EXTRAIT

____

Ces citations nous suffisent pour caractériser le procédé de MM. Erckmann-Chatrian. Nous ne les suivrons pas sur ces champs de bataille, à travers ces journées terribles où la guerre prit des proportions plus effrayantes et plus destructives qu’elle n’en avait jamais eu, et ressembla à une lutte de titans déchaînés par les furies. Chaque détail en a été consigné dans des livres dont on connaît l’autorité et l’éloquence, et qui peuvent, eux aussi, passer pour nationaux. Entre ces livres et le genre de récit des auteurs du Conscrit et de Waterloo, il y a la même différence qu’entre les grands tableaux de bataille où le peintre semble s’être placé sur une hauteur, dans les rangs de l’état-major, à deux pas du général en chef, hors de la portée des boulets, et ces toiles épisodiques qui représentent un jeune soldat mourant seul au fond d’un ravin ou un blessé étanchant sa soif au bord d’un ruisseau. Des batailles de Lutzen, de Leipzig, de Mont-Saint-Jean et de Waterloo, Joseph Bertha ne raconte que ce qui se trouve en contact direct avec lui. C’est une voix au milieu de cette immense clameur, une larme dans cette tempête de gémissemens et de sanglots, une goutte de ces torrens de sang qui emportent la vie d’une génération et d’un pays. Il n’est pas toujours héroïque ; il est toujours vrai dans ses alternatives de faiblesse et d’intrépidité, d’attendrissement et d’ardeur guerrière ; il obéit à ses chefs qui lui crient : « En avant ! » — et en même temps il tourne la tête en arrière, vers cette pauvre maison où il ne demandait qu’à vivre paisible et où il a laissé toute son espérance ou tout son bonheur. On suit, dans cette âme naïve, le va-et-vient des sentimens naturels et de la grâce d’état, suivant qu’il se débat contre le malheur d’être soldat malgré lui ou qu’il se laisse étourdir par ce bruit, enflammer par cet air en feu : ce n’est plus la représentation du courage militaire théâtral, personnifié dans un type de convention ; c’est un enfant de la grande famille humaine qui ressent profondément une iniquité tout en s’acquittant d’un devoir, l’humble et populaire traduction du célèbre passage des Paroles d’un croyant : « jeune soldat, où vas-tu ? »

____

CONSIGNE 1
Indiquez si chacune des affirmations suivantes s'accorde avec l'extrait, en citant les mots qui permettent de trancher : (a) Joseph Bertha raconte en détail l'ensemble des batailles de Lutzen et de Leipzig ; (b) Joseph Bertha se montre toujours héroïque ; (c) l'auteur de l'extrait annonce qu'il ne suivra pas MM. Erckmann-Chatrian sur les champs de bataille.

____

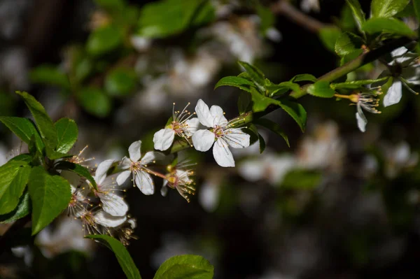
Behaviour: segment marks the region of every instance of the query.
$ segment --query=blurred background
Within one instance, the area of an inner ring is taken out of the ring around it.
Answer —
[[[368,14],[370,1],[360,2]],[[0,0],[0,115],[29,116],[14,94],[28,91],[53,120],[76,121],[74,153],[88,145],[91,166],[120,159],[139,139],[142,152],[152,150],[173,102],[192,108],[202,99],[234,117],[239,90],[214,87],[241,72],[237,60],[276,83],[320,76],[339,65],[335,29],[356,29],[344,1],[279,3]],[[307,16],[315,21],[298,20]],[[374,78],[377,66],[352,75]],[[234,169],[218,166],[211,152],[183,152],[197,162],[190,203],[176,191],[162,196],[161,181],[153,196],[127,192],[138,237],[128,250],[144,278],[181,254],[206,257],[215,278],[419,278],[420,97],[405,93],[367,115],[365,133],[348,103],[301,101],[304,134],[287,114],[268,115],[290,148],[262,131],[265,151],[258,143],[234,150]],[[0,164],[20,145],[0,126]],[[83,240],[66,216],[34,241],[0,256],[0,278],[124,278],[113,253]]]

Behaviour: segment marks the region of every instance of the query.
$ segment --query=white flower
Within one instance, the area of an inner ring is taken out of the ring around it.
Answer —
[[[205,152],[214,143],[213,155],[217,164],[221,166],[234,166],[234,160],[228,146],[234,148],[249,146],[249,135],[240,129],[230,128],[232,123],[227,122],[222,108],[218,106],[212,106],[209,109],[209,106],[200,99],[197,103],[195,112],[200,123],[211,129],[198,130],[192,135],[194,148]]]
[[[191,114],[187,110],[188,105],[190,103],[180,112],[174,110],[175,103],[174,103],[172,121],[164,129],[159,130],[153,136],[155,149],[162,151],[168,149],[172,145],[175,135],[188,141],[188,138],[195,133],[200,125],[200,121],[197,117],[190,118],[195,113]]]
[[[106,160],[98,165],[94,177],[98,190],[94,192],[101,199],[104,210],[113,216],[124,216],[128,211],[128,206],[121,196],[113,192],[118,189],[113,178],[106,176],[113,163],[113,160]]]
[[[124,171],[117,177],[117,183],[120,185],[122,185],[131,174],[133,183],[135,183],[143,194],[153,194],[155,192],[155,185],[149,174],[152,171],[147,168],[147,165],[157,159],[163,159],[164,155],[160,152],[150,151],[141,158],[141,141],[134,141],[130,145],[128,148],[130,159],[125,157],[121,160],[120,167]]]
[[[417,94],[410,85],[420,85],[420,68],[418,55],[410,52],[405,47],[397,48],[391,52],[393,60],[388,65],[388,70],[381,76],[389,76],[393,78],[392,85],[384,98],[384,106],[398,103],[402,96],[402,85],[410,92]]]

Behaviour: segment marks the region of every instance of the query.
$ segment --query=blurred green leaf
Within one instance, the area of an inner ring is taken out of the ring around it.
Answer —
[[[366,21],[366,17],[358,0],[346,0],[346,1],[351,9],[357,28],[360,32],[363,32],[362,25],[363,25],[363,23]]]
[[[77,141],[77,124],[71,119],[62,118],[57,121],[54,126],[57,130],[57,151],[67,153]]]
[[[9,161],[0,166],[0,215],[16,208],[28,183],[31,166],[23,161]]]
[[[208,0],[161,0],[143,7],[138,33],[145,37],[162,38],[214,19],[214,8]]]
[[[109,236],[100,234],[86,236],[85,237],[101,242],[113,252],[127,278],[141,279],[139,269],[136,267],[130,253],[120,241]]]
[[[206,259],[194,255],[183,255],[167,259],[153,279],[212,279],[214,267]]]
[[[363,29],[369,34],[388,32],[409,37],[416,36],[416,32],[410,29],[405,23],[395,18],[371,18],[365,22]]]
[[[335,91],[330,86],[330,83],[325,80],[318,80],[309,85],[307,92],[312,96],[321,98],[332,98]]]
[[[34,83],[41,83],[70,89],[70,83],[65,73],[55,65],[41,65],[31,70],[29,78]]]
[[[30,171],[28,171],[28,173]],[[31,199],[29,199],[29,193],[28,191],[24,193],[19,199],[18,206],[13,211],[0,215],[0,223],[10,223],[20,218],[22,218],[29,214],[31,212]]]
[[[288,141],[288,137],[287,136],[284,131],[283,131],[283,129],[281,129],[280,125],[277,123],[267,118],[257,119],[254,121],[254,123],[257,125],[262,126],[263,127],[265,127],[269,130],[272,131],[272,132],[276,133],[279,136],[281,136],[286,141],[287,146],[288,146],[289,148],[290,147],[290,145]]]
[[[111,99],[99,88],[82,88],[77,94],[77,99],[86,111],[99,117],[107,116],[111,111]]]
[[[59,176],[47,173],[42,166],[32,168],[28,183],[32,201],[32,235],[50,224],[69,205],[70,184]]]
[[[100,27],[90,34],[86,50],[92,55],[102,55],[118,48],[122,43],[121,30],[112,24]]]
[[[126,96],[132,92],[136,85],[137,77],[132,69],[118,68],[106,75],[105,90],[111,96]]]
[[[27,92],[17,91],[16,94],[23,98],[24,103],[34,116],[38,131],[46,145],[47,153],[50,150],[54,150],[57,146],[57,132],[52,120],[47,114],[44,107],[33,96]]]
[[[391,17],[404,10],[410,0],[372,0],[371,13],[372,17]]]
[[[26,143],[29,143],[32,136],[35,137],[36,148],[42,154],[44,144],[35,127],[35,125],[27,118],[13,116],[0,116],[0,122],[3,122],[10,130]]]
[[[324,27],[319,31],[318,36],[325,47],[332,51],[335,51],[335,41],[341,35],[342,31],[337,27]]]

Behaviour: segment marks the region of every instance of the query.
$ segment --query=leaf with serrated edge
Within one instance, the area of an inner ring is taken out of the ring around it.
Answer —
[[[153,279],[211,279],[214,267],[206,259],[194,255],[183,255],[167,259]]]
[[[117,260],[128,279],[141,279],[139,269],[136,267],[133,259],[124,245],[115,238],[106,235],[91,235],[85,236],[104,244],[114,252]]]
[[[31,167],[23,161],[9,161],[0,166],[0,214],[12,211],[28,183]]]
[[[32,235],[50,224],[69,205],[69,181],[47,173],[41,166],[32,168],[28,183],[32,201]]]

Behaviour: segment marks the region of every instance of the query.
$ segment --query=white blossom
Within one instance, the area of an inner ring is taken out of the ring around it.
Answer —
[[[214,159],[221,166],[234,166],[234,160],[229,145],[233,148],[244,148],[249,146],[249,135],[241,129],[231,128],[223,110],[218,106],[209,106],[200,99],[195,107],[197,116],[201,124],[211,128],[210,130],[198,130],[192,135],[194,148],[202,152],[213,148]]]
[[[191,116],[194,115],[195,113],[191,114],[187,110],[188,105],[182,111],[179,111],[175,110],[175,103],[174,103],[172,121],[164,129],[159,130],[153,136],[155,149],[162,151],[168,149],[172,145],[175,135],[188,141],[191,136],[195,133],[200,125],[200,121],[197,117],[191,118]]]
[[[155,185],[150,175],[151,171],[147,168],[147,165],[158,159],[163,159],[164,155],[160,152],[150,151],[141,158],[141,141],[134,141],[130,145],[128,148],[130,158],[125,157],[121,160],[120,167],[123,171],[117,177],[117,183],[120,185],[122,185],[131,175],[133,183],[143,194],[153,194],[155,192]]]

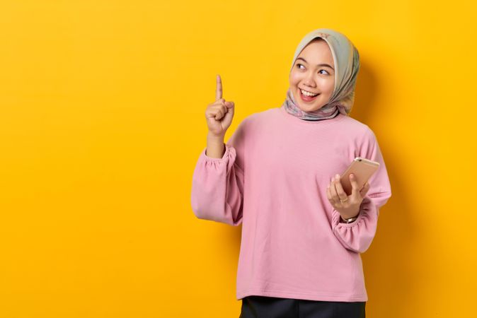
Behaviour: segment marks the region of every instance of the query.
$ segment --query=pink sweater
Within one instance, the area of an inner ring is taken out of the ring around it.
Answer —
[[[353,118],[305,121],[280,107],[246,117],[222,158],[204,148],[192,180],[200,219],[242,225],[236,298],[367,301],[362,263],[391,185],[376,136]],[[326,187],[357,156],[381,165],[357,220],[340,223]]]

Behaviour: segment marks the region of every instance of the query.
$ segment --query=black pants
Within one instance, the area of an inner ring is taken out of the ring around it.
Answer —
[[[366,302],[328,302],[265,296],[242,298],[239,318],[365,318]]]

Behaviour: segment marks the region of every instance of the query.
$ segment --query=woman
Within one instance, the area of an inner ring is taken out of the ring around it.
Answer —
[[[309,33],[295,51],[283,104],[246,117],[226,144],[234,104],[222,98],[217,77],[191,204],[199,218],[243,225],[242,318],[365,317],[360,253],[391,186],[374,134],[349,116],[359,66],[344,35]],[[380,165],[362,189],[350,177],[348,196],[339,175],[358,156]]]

____

CONSIGNE 2
Relevez chaque ligne des enregistrements où figure la chaîne « white ».

RÉPONSE 1
(a) Non : « Joseph Bertha ne raconte que ce qui se trouve en contact direct avec lui. »
(b) Non : « Il n’est pas toujours héroïque ; il est toujours vrai dans ses alternatives de faiblesse et d’intrépidité »
(c) Oui : « Nous ne les suivrons pas sur ces champs de bataille »

RÉPONSE 2
$ segment --query=white flower
$ segment --query=white blossom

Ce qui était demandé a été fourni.